• [Task description] Look for the line containing "rule = innermost point of each instance" in the listing below; from there, output every line exactly, the last one included.

• • • • • • •

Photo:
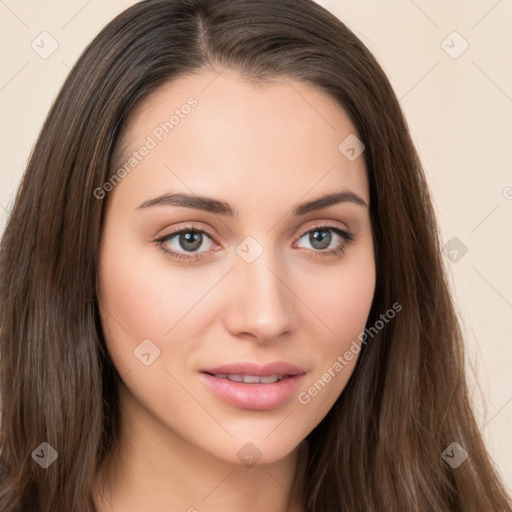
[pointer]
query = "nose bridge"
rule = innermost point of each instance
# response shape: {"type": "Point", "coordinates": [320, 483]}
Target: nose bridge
{"type": "Point", "coordinates": [262, 303]}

• • • • • • •

• [Written response]
rule = innermost point of each instance
# response shape: {"type": "Point", "coordinates": [320, 483]}
Target: nose bridge
{"type": "Point", "coordinates": [262, 303]}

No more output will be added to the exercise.